> _Exercise details_: Copy the items below word for word, starting at the line that has "# test: pin the truck tire, one" and stopping after the line that has "point(329, 269)".

> _Records provided_:
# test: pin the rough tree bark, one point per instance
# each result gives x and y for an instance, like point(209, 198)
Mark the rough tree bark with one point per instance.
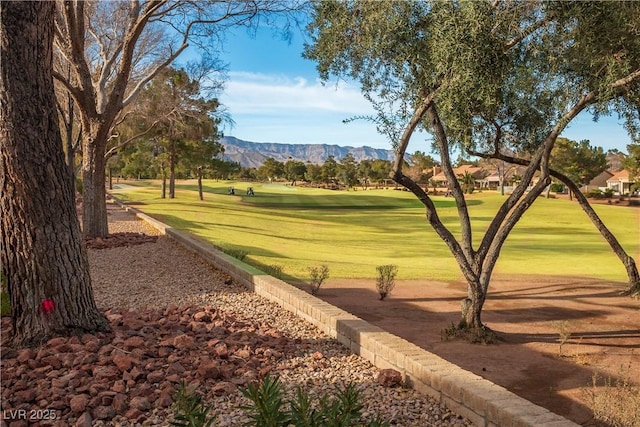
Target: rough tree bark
---
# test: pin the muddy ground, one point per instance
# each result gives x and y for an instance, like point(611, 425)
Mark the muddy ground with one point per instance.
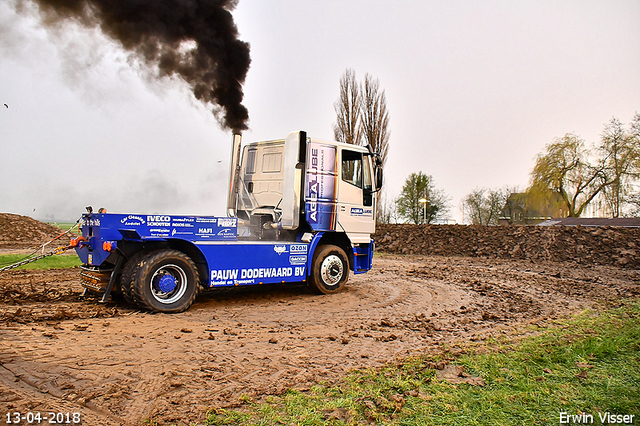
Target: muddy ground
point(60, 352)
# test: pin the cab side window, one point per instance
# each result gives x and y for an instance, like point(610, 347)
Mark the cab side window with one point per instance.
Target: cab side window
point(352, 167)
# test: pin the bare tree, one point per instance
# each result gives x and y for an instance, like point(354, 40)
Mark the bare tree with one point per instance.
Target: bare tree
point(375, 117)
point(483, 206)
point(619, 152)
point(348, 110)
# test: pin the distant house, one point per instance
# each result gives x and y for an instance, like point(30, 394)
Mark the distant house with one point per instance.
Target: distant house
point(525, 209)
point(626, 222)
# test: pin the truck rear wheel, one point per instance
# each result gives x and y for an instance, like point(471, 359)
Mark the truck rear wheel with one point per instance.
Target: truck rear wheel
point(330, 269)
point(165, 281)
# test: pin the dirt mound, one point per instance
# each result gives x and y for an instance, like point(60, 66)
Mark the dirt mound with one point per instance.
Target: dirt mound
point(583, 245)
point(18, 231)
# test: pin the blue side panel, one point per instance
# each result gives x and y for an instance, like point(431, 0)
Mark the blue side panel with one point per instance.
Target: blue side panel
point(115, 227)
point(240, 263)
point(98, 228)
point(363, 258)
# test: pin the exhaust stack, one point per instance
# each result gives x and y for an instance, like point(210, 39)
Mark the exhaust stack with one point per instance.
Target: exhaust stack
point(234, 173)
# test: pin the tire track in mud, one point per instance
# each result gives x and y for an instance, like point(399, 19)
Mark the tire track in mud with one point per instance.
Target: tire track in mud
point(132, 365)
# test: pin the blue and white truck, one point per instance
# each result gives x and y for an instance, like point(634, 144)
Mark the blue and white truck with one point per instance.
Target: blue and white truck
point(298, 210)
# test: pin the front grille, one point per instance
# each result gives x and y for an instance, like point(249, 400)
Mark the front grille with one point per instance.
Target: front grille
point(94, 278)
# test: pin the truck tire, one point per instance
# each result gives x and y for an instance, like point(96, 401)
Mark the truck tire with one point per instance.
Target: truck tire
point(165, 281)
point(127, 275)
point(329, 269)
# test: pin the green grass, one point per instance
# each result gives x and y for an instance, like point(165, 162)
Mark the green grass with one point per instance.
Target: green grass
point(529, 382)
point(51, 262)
--
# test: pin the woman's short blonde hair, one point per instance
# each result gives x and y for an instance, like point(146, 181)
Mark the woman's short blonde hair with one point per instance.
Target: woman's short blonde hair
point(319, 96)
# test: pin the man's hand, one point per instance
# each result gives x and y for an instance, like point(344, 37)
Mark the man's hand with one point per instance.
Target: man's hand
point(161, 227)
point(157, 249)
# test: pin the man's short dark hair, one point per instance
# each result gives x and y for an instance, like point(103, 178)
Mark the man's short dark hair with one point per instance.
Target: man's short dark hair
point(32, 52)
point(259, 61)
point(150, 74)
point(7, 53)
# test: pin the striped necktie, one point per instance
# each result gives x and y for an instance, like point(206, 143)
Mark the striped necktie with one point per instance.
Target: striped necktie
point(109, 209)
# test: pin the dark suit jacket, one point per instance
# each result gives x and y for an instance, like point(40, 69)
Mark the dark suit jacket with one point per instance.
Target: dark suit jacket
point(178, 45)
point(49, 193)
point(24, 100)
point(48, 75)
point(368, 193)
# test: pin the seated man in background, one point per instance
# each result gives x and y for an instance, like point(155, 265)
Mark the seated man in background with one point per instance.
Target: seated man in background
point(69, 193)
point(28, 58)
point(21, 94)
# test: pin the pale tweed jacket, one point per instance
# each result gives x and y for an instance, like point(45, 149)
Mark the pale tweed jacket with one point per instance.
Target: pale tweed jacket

> _Expected answer_:
# test: pin the truck tire, one point per instance
# each result gives x and y for an instance, like point(96, 401)
Mark the truck tire with one point per instance.
Target: truck tire
point(165, 281)
point(127, 275)
point(329, 269)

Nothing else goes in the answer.